* Work request
Please repeat, exactly as written, every line from the one containing "# test: pointer returns one pin per instance of the bare" through the last line of the records, both included, and leave out any pictures.

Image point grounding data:

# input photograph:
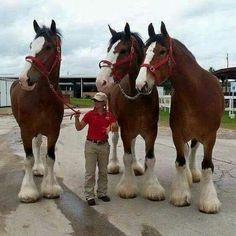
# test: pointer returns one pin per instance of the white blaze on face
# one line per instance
(104, 79)
(36, 47)
(142, 76)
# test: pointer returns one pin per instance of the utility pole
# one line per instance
(227, 60)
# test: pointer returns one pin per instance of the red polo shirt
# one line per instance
(98, 124)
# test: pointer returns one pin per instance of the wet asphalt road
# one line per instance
(70, 215)
(84, 220)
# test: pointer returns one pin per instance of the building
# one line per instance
(76, 86)
(226, 76)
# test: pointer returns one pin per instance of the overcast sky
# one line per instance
(206, 27)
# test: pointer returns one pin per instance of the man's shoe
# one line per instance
(105, 198)
(91, 202)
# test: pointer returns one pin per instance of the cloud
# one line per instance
(206, 27)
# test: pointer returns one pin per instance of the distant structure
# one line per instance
(73, 85)
(85, 86)
(226, 76)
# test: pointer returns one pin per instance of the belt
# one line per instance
(97, 141)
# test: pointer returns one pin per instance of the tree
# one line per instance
(211, 69)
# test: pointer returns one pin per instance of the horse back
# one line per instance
(36, 111)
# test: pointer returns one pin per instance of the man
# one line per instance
(97, 149)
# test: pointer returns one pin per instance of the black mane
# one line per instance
(159, 38)
(123, 36)
(47, 33)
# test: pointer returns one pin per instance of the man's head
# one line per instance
(100, 97)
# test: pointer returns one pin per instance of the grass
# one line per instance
(226, 122)
(81, 102)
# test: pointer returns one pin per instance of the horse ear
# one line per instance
(163, 30)
(113, 32)
(36, 26)
(127, 30)
(151, 31)
(53, 27)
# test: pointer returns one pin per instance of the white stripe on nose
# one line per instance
(36, 47)
(142, 76)
(104, 78)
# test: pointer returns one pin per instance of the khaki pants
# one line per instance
(96, 154)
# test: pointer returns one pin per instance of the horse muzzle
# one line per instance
(26, 83)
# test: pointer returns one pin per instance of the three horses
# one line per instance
(197, 105)
(136, 114)
(39, 111)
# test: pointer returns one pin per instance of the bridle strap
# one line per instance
(167, 59)
(40, 66)
(114, 66)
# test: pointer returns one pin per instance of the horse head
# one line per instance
(124, 56)
(44, 57)
(158, 62)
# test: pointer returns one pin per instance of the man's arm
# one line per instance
(79, 125)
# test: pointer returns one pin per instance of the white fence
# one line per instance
(165, 102)
(5, 99)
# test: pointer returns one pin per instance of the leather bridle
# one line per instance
(167, 59)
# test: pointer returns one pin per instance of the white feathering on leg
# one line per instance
(209, 202)
(152, 189)
(180, 189)
(127, 186)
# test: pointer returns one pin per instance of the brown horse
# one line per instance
(136, 114)
(197, 106)
(38, 110)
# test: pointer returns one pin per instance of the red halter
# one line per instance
(167, 59)
(40, 66)
(114, 66)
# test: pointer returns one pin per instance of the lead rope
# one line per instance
(61, 99)
(132, 97)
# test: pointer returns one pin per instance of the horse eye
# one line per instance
(123, 51)
(48, 47)
(162, 52)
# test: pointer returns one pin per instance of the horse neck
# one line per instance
(51, 80)
(186, 66)
(133, 72)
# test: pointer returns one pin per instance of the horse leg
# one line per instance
(38, 168)
(180, 189)
(196, 173)
(28, 191)
(151, 189)
(136, 165)
(127, 186)
(114, 166)
(209, 202)
(50, 188)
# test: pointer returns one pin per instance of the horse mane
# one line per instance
(159, 38)
(48, 33)
(123, 36)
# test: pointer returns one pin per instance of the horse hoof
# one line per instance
(196, 175)
(138, 172)
(51, 192)
(180, 202)
(38, 173)
(128, 196)
(28, 198)
(126, 193)
(113, 168)
(210, 207)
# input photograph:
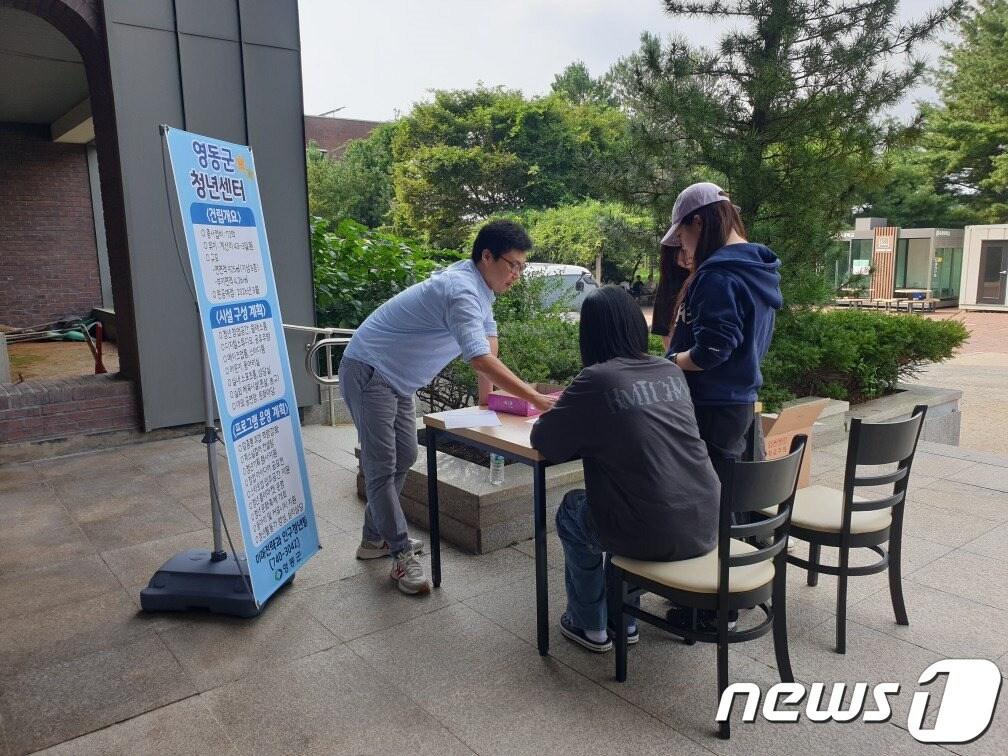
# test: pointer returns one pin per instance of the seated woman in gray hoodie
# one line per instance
(650, 492)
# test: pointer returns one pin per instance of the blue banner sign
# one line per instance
(240, 316)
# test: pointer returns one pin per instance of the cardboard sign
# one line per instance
(779, 429)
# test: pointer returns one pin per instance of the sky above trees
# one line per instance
(375, 59)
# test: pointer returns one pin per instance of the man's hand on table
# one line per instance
(543, 402)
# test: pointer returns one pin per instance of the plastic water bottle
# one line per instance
(496, 470)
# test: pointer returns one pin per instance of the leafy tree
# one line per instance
(576, 85)
(356, 269)
(357, 185)
(910, 194)
(323, 180)
(968, 133)
(592, 232)
(473, 153)
(783, 112)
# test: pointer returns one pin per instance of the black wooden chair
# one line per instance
(842, 519)
(734, 576)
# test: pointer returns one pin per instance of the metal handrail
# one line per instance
(324, 339)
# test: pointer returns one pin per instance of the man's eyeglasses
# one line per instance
(516, 267)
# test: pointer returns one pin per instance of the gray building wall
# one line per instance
(230, 70)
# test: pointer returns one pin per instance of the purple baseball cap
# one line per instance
(691, 199)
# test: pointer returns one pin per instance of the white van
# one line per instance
(572, 283)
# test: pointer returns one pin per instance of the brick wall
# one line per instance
(65, 407)
(48, 261)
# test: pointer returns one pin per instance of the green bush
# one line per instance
(357, 268)
(851, 354)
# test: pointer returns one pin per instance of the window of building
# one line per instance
(948, 272)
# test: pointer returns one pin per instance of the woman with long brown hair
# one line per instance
(723, 324)
(725, 316)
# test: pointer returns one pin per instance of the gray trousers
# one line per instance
(386, 430)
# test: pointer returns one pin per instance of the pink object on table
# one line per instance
(501, 401)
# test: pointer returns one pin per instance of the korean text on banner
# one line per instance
(240, 317)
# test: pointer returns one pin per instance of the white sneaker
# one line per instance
(407, 572)
(372, 549)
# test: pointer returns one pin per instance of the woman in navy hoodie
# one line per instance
(725, 315)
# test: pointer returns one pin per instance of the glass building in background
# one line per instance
(887, 262)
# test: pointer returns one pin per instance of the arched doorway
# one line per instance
(63, 251)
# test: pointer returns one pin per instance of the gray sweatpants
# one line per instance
(386, 430)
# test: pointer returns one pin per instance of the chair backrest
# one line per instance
(752, 486)
(892, 443)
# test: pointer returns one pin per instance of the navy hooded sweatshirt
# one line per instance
(727, 323)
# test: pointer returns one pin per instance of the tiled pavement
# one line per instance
(342, 662)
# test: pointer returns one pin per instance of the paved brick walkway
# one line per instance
(344, 663)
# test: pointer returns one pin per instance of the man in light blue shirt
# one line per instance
(401, 347)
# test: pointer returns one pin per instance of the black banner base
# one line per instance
(192, 581)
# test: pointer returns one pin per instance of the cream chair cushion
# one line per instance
(821, 508)
(700, 575)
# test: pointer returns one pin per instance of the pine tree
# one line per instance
(967, 135)
(786, 112)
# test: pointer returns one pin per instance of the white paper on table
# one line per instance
(470, 418)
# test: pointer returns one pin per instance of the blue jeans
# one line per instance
(586, 573)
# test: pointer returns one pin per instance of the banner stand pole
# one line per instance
(198, 579)
(210, 438)
(218, 203)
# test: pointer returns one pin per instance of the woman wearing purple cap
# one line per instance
(724, 316)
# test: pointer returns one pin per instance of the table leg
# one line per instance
(431, 443)
(541, 594)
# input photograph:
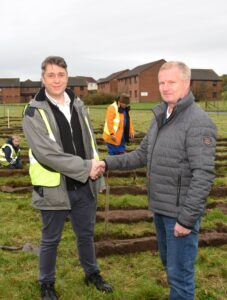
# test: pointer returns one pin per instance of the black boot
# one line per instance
(48, 291)
(99, 282)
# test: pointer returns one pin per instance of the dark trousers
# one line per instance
(82, 216)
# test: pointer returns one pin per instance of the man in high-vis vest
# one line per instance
(64, 172)
(118, 126)
(10, 154)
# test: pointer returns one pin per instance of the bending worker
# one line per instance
(10, 153)
(118, 126)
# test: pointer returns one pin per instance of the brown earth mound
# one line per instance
(124, 216)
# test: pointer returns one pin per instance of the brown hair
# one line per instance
(185, 71)
(53, 60)
(124, 98)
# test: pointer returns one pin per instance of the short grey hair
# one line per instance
(53, 60)
(185, 70)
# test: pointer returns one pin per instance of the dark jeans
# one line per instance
(82, 216)
(178, 255)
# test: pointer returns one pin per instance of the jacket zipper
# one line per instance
(178, 190)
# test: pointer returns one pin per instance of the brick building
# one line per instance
(206, 84)
(109, 85)
(28, 89)
(9, 90)
(141, 83)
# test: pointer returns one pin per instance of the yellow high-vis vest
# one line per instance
(116, 120)
(41, 176)
(3, 159)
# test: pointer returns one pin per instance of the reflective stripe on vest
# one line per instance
(95, 152)
(3, 159)
(116, 120)
(40, 175)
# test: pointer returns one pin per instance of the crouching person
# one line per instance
(10, 153)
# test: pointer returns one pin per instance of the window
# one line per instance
(214, 95)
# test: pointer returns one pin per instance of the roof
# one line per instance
(88, 79)
(112, 76)
(139, 69)
(9, 82)
(204, 74)
(29, 83)
(77, 81)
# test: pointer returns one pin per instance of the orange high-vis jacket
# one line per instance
(114, 125)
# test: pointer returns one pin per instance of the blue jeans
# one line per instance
(178, 256)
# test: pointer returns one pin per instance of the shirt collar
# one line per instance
(53, 101)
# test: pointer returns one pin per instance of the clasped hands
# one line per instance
(98, 167)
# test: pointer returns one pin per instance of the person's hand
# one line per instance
(180, 231)
(97, 169)
(113, 137)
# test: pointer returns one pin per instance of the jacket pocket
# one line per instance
(39, 190)
(178, 190)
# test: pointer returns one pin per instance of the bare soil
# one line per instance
(113, 247)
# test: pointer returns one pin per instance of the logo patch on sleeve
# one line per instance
(207, 140)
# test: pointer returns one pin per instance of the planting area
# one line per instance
(125, 237)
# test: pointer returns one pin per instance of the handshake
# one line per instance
(98, 167)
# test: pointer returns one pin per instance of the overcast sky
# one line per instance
(99, 37)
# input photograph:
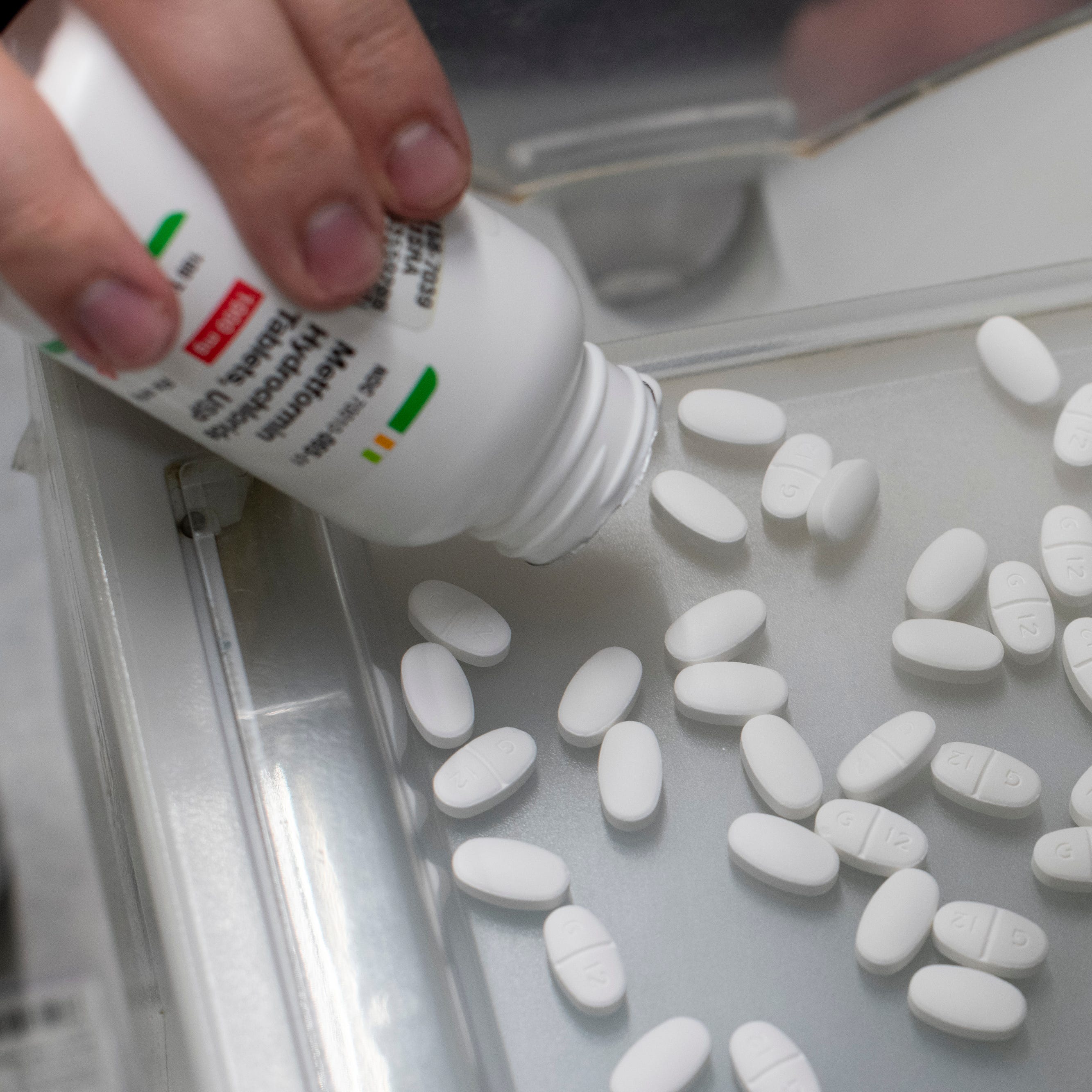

* Response area
# test: pointer returns one pin per instance of the bare soil
# one line per instance
(113, 247)
# test: pointer returns one pin per instance of the logo patch on sleeve
# one line per instance
(207, 140)
# test: pointer returns one pin per instance of the planting area
# one line per instance
(125, 237)
# test: pointer returns one pin per instance of the handshake
# one line per instance
(98, 167)
# test: pointer returns one pin per instance of the overcast sky
# one line per instance
(99, 37)
# input photograph:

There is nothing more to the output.